To evaluate the relationship between a participant’s sense of ego dissolution and their sense of connectedness, Fig. 6B shows a correlation plot of each participant’s average post-Isness-D ego dissolution against the corresponding post-Isness-D ICS score. While there is some scatter in the data, a linear least-squares regression indicated a positive correlation (R2 = 0.37) between the average post-Isness-D EDI score and the ICS score. The Pearson correlation coefficient (0.61) similarly indicated a positive correlation. These results are distinct from the weaker correlations observed between the post-Isness-D ego dissolution scores and the pre-Isness-D ICS scores (R2 = 0.17 and a Pearson correlation coefficient of 0.41). The change in correlation suggests that the sense of social connectedness which Isness-D elicits for participants correlates with a sense of ego attenuation.

Communitas

Following Kettner et al.61 we used the scale in Fig. 7 to assess participants’ Isness-D experiences. The first 8 items offer a subjective assessment of communitas, item 9 assesses participant-to-participant connection, and item 10 assesses participant-to-facilitator connection. The scale ranges from 1 (strongly disagree) to 7 (strongly agree). Calculation of Cronbach’s coefficient showed high internal consistency within the 10 items (α = 0.84). A one-sample t-test against the midpoint of the scale showed that the overall mean of the 10 items across the participants was higher than the midpoint of the scale value (p < 0.001), indicating that a sense of togetherness was felt by participants during their shared Isness-D sessions. The item the ceremony really allowed me to get to know the other participants was the only one to receive a lower mean score than the midpoint scale value, perhaps because the Isness-D experience involved little verbal communication between participants. The rest of the items all received ratings higher than scale midpoint value, with the item during the ceremony, I felt that social status became irrelevant receiving the highest mean rating. In recently published studies where Kettner et al. explored collective psychedelic use during YD ceremonies in naturalistic settings (N = 886), they calculated the mean reported total communitas as the sum across the first 8 items in Fig. 7. They obtained values of 39.58 (SD 11.23), corresponding to ~ 71% of the maximum score of 56. Isness-D produced mean reported communitas values that are statistically distinguishable (p = 0.002), with an average total communitas of 44.14 (SD 6.87), which corresponds to ~ 78% of the maximum score.

**RECORDED INFORMATION:**

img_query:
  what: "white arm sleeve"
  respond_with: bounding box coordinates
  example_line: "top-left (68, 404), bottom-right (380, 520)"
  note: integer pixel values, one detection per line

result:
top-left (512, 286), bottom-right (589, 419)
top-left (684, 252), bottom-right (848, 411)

**BRIEF 1:**
Reproduce word for word the part of the Isness-D passage that opens with the words containing "To evaluate the" and closes with "of ego attenuation.".
**BRIEF 2:**
Carry on the Isness-D passage past its last sentence.

**EXPECTED OUTPUT 1:**
To evaluate the relationship between a participant’s sense of ego dissolution and their sense of connectedness, Fig. 6B shows a correlation plot of each participant’s average post-Isness-D ego dissolution against the corresponding post-Isness-D ICS score. While there is some scatter in the data, a linear least-squares regression indicated a positive correlation (R2 = 0.37) between the average post-Isness-D EDI score and the ICS score. The Pearson correlation coefficient (0.61) similarly indicated a positive correlation. These results are distinct from the weaker correlations observed between the post-Isness-D ego dissolution scores and the pre-Isness-D ICS scores (R2 = 0.17 and a Pearson correlation coefficient of 0.41). The change in correlation suggests that the sense of social connectedness which Isness-D elicits for participants correlates with a sense of ego attenuation.

**EXPECTED OUTPUT 2:**
Figure 7
figure 7

Mean ratings for the 8 items in the Communitas questionnaire (items 1–8), and two additional items relating to connection with another participant and with the facilitator (items 9 & 10), with ± 1 SD error bars.

Qualitative analysis

Our qualitative analysis is based on data from three sources: (1) semi-structured group discussion in VR during phase 3 of Isness-D; (2) optional free writing upon exiting VR; and (3) a post-Isness-D questionnaire. All the group discussions were recorded (~ 3.5 h total) and then transcribed (~ 14,000 words). We received 36 free writing responses in a variety of forms: prose (27 legible and 1 illegible), poetry (4 responses), and drawings (4 responses). Only the prose (~ 3000 words) was included in the thematic analysis. An inductive thematic analysis86 was used to categorize the qualitative data into themes. Any statements that involved multiple themes were assigned to the most relevant. The identified themes and the number of times each theme was observed are as follows: Connectedness75; Positive Emotions65; Embodied awareness40; Ego Dissolution31; Supportive Setting28; Sense of Play24; Transcendence of Space/Time13; Noetic Quality11; Comparison to other Altered States10; Sense of Beauty9; and Reflection on Mortality8. Table SM6 contains indicative quotations for each theme; the SM includes the entire thematic analysis classification. Several of the participant statements (written in italics) are woven into the discussion that follows.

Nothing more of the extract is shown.